## WHAT TO PRODUCE
All lines in the material below that hold "single" should be found and copied.

## RECORDED INFORMATION
»»

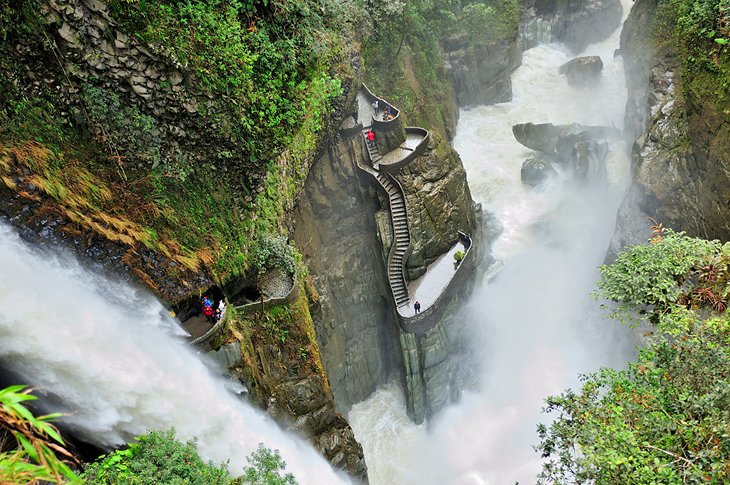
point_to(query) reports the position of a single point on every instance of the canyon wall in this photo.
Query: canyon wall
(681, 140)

««
»»

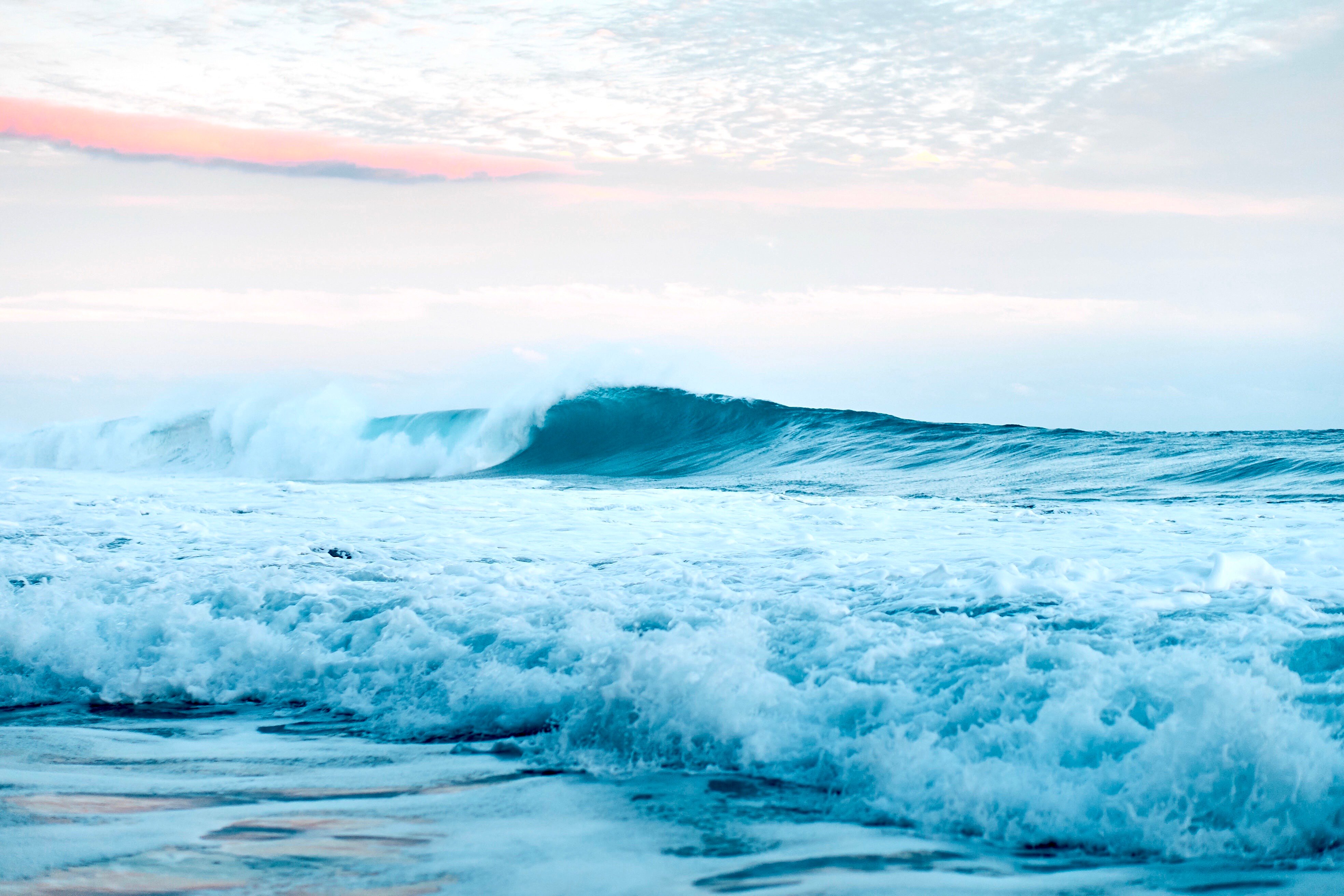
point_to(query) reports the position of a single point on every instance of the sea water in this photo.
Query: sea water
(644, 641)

««

## PROBLEM SOLUTION
point_to(query) reports the position of a single point on every instance of the canyon wall in this photo.
point_to(query) reports the position of a single point on every instance of the sea water in this photo.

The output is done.